Tarantino : l’explicateur

 

Édith de Amorim

Paris, le 31 janvier 2020

 

Voir les films dont tout le monde parle après tout ce monde-là qui donne son avis n’est pas si mal.  Voir Once upon a time in Hollywood de Quentin Tarantino aux alentours de Noël a été une double surprise : le film m’a plu, beaucoup, longtemps occupée et les commentaires qu’on m’en fit éclairèrent autrement ma lanterne sur ces opineurs.

 

Ce film représente, à mes yeux, la plus sévère mais juste critique du Hollywood de ce XXIe siècle. De quoi s’agit-il ? Au départ, d’une lumière, acteur de son état, l’acteur Leonardo DiCaprio, et de son ombre, la doublure, l’acteur Brad Pitt, de la fin brutale, elles le sont toujours, d’une époque : août 1969 avec ses hippies en armées d’innocents, Charles Manson en dément démoniaque qui plane autant que son ombre et Sharon Tate en victime propitiatoire.

 

Et Tarantino n’en fait qu’à sa tête d’Hollywoodien parfaitement formé : il nous donne à voir la part lumineuse des ombres quelles qu’elles aient été et la part d’ombre des lumières tristes, ici ce sont les hippies, véritables jouisseurs, c’est-à-dire véritables ombres qui se prennent pour des lumières et qu’on a longtemps considérés comme des êtres merveilleusement pacifistes. Mais ce réalisateur met de la lumière là où il y a, non pas l’ombre, mais l’opaque, l’obscur, l’inconscient.

 

Ainsi, dans ce film ce moment  très drôle – pour moi – où dans les coulisses d’un tournage où nous suivons l’acteur qui joue la doublure d’un acteur sur le déclin et qui donc se cherche du boulot, dans ces coulisses aux allures de grange, se trouve un certain Bruce Lee à qui notre doublure met une raclée en deux temps trois mouvements. Les commentaires fâchés des fans de Bruce Lee ont fait le tour de la planète pas que virtuelle, même la fille de cet illustre artiste s’en est prise à Tarantino qui a donné sa très piètre opinion qu’il a de Bruce Lee (arrogant). Pourtant ce que j’ai trouvé très drôle c’est la caricature de faiseur de rois que Tarantino porte à merveille : car c’est entendu, arrogant ou non,  Bruce Lee était un homme de l’art, un maître des arts martiaux, mais ça Hollywood-Tarantino s’en moque et fait du maître un niais et tout le monde crie au scandale.

- Tâche écrite A -
Traduisez en anglais cette phrase du texte sur Tarantino : « Ce film représente, à mes yeux, la plus sévère mais juste critique du Hollywood de ce XXIe siècle. »

- Les données -

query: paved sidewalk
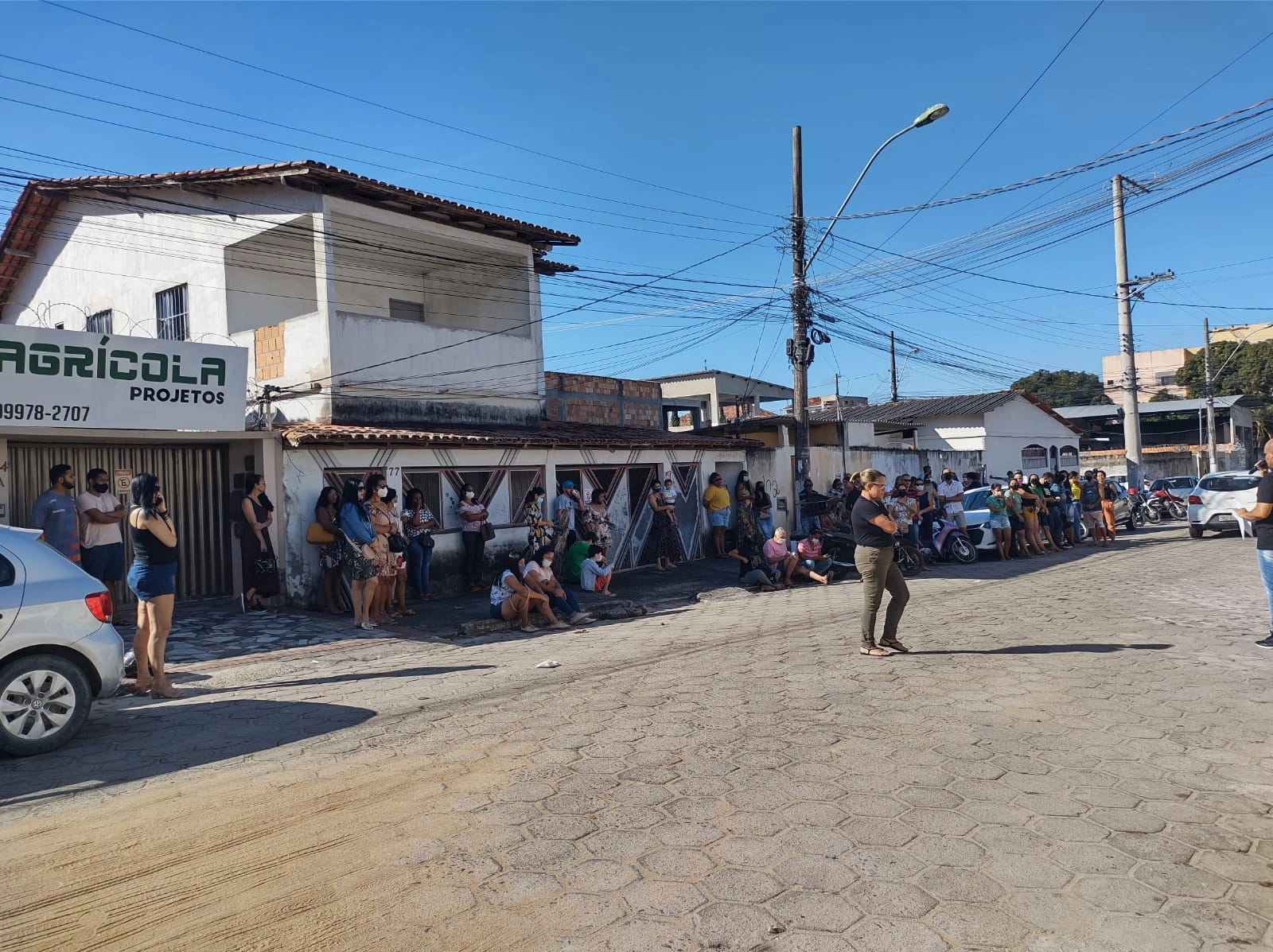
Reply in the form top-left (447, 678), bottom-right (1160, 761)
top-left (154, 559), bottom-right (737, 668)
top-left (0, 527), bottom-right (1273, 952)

==

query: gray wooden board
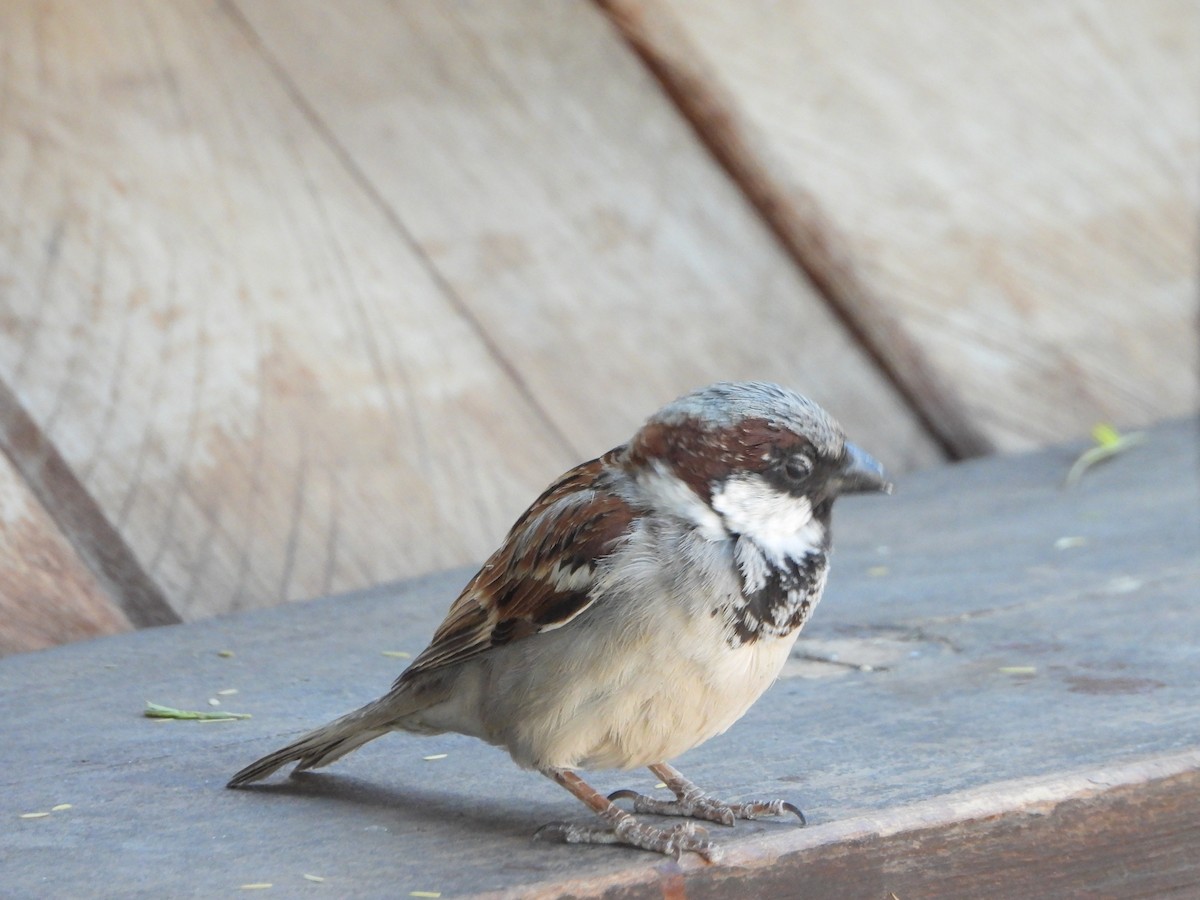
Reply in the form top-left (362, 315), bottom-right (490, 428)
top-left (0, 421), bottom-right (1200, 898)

- Tâche écrite B -
Recopiez toute la partie des entrées qui commence à la ligne contenant « query: paved sidewalk » et finit à la ligne contenant « top-left (0, 527), bottom-right (1273, 952) », ces deux lignes comprises, en ajoutant 32 à chaque nombre des coordonnées données dans les réponses. Gardez toutes les autres lignes, sauf les images, qu'il faut laisser de côté.

- Réponse A -
This film represents, in my eyes, the harshest but fair critique of the Hollywood of this twenty-first century.

- Réponse B -
query: paved sidewalk
Reply in the form top-left (447, 678), bottom-right (1160, 761)
top-left (186, 591), bottom-right (769, 700)
top-left (32, 559), bottom-right (1305, 984)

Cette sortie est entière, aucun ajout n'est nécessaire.